▶ **Your goal**
Copying each record below exactly is the whole task.

▶ **Supplied information**
○ ○ ○ ○ ○ ○ ○
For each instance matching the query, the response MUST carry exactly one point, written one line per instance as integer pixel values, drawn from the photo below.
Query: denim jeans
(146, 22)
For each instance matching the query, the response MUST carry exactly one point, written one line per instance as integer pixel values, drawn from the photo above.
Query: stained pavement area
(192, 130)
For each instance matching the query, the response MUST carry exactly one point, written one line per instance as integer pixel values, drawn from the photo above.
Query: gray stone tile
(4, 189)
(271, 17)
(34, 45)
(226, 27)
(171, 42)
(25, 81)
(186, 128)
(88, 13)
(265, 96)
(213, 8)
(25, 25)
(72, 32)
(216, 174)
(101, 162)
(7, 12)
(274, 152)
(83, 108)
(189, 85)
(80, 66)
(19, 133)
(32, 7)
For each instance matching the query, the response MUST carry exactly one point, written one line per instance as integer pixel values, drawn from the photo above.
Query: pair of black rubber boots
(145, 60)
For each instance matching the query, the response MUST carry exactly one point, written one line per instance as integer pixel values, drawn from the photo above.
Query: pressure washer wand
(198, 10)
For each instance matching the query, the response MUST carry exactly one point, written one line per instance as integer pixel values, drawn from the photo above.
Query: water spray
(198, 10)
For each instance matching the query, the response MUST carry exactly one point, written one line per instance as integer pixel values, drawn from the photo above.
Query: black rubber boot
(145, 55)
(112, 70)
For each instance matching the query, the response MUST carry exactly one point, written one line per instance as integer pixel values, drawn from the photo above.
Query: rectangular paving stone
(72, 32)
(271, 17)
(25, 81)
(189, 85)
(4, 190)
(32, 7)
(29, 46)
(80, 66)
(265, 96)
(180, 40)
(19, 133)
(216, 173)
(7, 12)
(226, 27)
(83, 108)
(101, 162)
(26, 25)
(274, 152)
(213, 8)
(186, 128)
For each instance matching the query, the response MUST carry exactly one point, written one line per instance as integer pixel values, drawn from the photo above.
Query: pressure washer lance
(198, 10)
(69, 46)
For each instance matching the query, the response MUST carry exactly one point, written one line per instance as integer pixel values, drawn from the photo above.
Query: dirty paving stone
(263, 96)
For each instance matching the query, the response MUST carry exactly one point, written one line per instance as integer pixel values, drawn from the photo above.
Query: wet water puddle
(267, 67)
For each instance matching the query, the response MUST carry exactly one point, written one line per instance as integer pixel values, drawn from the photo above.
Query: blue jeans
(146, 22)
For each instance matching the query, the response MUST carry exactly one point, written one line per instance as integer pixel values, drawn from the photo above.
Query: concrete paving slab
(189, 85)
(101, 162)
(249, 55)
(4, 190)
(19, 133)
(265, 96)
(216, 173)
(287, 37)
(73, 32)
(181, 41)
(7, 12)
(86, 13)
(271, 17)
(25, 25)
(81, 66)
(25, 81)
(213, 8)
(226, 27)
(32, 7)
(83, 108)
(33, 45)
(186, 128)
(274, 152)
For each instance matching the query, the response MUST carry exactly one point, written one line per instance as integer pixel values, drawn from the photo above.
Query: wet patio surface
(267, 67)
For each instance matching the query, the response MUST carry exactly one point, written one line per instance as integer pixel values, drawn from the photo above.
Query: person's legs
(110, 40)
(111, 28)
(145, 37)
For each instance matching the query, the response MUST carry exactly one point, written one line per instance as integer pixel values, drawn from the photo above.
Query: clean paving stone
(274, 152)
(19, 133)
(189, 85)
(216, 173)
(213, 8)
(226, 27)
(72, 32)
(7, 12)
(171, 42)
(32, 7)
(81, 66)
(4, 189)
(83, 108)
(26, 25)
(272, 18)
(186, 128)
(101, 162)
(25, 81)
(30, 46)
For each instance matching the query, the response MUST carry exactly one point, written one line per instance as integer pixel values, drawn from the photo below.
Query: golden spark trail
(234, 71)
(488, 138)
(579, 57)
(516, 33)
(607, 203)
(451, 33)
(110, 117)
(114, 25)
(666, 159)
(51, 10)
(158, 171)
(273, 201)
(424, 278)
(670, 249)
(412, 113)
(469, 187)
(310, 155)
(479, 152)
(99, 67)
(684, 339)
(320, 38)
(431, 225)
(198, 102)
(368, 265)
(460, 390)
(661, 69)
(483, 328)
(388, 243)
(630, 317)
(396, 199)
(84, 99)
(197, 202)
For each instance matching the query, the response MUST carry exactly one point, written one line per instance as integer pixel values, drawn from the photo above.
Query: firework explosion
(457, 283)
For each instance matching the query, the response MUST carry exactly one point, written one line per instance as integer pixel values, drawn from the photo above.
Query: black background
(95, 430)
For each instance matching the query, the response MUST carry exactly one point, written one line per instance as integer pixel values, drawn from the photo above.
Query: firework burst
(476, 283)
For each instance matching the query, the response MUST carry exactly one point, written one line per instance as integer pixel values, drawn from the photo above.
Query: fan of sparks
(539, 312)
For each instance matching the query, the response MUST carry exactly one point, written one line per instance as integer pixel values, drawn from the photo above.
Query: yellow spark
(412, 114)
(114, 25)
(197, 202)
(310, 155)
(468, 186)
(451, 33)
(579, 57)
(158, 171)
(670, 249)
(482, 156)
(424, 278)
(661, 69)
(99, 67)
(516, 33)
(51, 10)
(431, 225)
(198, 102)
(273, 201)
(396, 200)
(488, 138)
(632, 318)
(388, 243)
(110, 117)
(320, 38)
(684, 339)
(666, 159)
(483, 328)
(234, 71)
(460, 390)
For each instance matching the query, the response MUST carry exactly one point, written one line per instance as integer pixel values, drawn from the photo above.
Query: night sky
○ ○ ○ ○ ○ ○ ○
▶ **Answer space**
For each instance matching the query, the response MUST carry exactly one point, written one line per instance as integer pixel values, drawn from the photo below.
Query: denim jeans
(146, 22)
For each instance matching the query, the response MUST carry exactly one point, written one line per instance as integer pixel values, drawn from the photo above.
Query: stained pavement area
(192, 130)
For each instance matching the query, the response MUST carry exactly one point, written one line per instance as integer pixel values, drawn from the photo above.
Query: gray stone tile
(4, 189)
(271, 17)
(34, 45)
(226, 27)
(171, 42)
(25, 81)
(186, 128)
(88, 13)
(265, 96)
(213, 8)
(25, 25)
(72, 32)
(216, 174)
(101, 162)
(7, 12)
(274, 152)
(83, 108)
(189, 85)
(80, 66)
(19, 133)
(32, 7)
For each instance matching the query, the response MUST carry exactly one point, written one line per instance as integer pixel values, drawn from the photo above.
Query: pair of black rubber boots
(145, 60)
For each instance matching the query, the response MUST carry exactly one point, written one line per instance as integer pixel values, drawn from the photo above.
Query: pressure washer wand
(198, 10)
For each instance matching the query, the response MUST carry exactly one point, written one line per instance as integer pixel values, drawn from the photo above.
Query: water spray
(198, 10)
For each instance matching the query, the response MUST carry exactly one point, written one line per instance as integer pixel values, drawn from the photo above.
Query: black rubber boot
(145, 55)
(112, 70)
For each instance matching the query, the response MUST carry exactly one point, written one line per instance as integer pixel values, drawn from the photo above.
Query: rectangular paving stone
(72, 32)
(271, 17)
(25, 81)
(189, 85)
(4, 190)
(32, 7)
(29, 46)
(80, 66)
(265, 96)
(180, 40)
(19, 133)
(216, 173)
(7, 12)
(226, 27)
(83, 108)
(101, 162)
(26, 25)
(274, 152)
(213, 8)
(186, 128)
For each instance matching the query, the response MUST carry exactly one point, written one line per instance as integer pixel values, drawn from the photo above.
Query: pressure washer lance
(198, 10)
(69, 46)
For each instance matching the query, the response MUST carry exactly one point, written one line per instance as integer pixel values, drawn from the photo above.
Query: dirty paving stone
(263, 96)
For each instance matching the query, the response MUST carry exactly one point, written one line per instance as integer pixel values, drawn from the photo above.
Query: wet water puddle
(267, 67)
For each instance matching the query, the response MUST carry exactly one point, written one line per instance as integer pixel values, drawn from the photo above.
Query: blue jeans
(146, 22)
For each instance matching the query, the response MUST carry exactly one point, written one line per instance as integer pixel values, drawn from the photo above.
Query: concrete paving slab
(189, 85)
(101, 162)
(249, 55)
(4, 190)
(19, 133)
(265, 96)
(216, 173)
(287, 37)
(73, 32)
(181, 41)
(7, 12)
(86, 13)
(271, 17)
(25, 25)
(81, 66)
(25, 81)
(213, 8)
(226, 27)
(32, 7)
(83, 108)
(33, 45)
(186, 128)
(274, 152)
For each instance matching the query, the response MUST carry exactly one point, written one line per instance as integer pixel values, drawn from the photo above.
Query: wet patio surface
(267, 67)
For each instance matching the query, the response MUST carry exactly one point, written one line per instance as integer pixel values, drawn from the photo above.
Query: person's legs
(110, 40)
(111, 28)
(145, 37)
For each instance matching the query, the response MUST carry exactly one point, written one line per instance as integer pixel values, drawn from the photo above.
Query: clean paving stone
(274, 152)
(19, 133)
(189, 85)
(216, 173)
(213, 8)
(226, 27)
(72, 32)
(7, 12)
(171, 42)
(32, 7)
(81, 66)
(4, 189)
(83, 108)
(26, 25)
(272, 18)
(186, 128)
(101, 162)
(25, 81)
(30, 46)
For each instance matching the query, the response MUST carry exactly one point, written one line per instance as integer pixel values, drawn from the photo below.
Query: golden spark trail
(234, 71)
(488, 138)
(579, 57)
(516, 33)
(607, 203)
(451, 33)
(110, 117)
(114, 25)
(666, 159)
(51, 10)
(158, 171)
(273, 201)
(424, 278)
(670, 249)
(412, 113)
(469, 187)
(310, 155)
(479, 152)
(99, 67)
(684, 339)
(320, 38)
(431, 225)
(198, 102)
(368, 265)
(460, 390)
(661, 69)
(483, 328)
(388, 243)
(630, 317)
(396, 199)
(84, 99)
(197, 202)
For each instance matching the query, the response MUST carry exactly one point, written one line per instance as integer pixel values, drawn from the photo above.
Query: firework explosion
(457, 283)
For each instance matching the query, the response MUST carry exactly one point, written one line per instance as integer pixel values, drawn from the photo above.
Query: black background
(95, 430)
For each instance matching the query, the response MUST carry exactly one point, written one line per instance as integer pixel values, drawn from the photo above.
Query: firework burst
(476, 283)
For each instance matching the query, the response MUST carry exactly one point, written one line per instance as integer pixel values, drawn from the photo above.
Query: fan of sparks
(539, 312)
For each instance matching the query, the response MUST carry exactly one point, written one line per instance as integer pixel values, drawn from the photo above.
Query: yellow spark
(412, 114)
(114, 25)
(197, 202)
(310, 155)
(468, 186)
(451, 33)
(579, 57)
(158, 171)
(670, 249)
(482, 156)
(424, 278)
(661, 69)
(99, 67)
(516, 33)
(51, 10)
(431, 225)
(198, 102)
(273, 201)
(396, 200)
(488, 138)
(632, 318)
(388, 243)
(110, 117)
(320, 38)
(684, 339)
(666, 159)
(483, 328)
(234, 71)
(460, 390)
For each instance matching the query, the response MUST carry exactly one point, written one line per instance as integer pixel values, drawn from the photo above.
Query: night sky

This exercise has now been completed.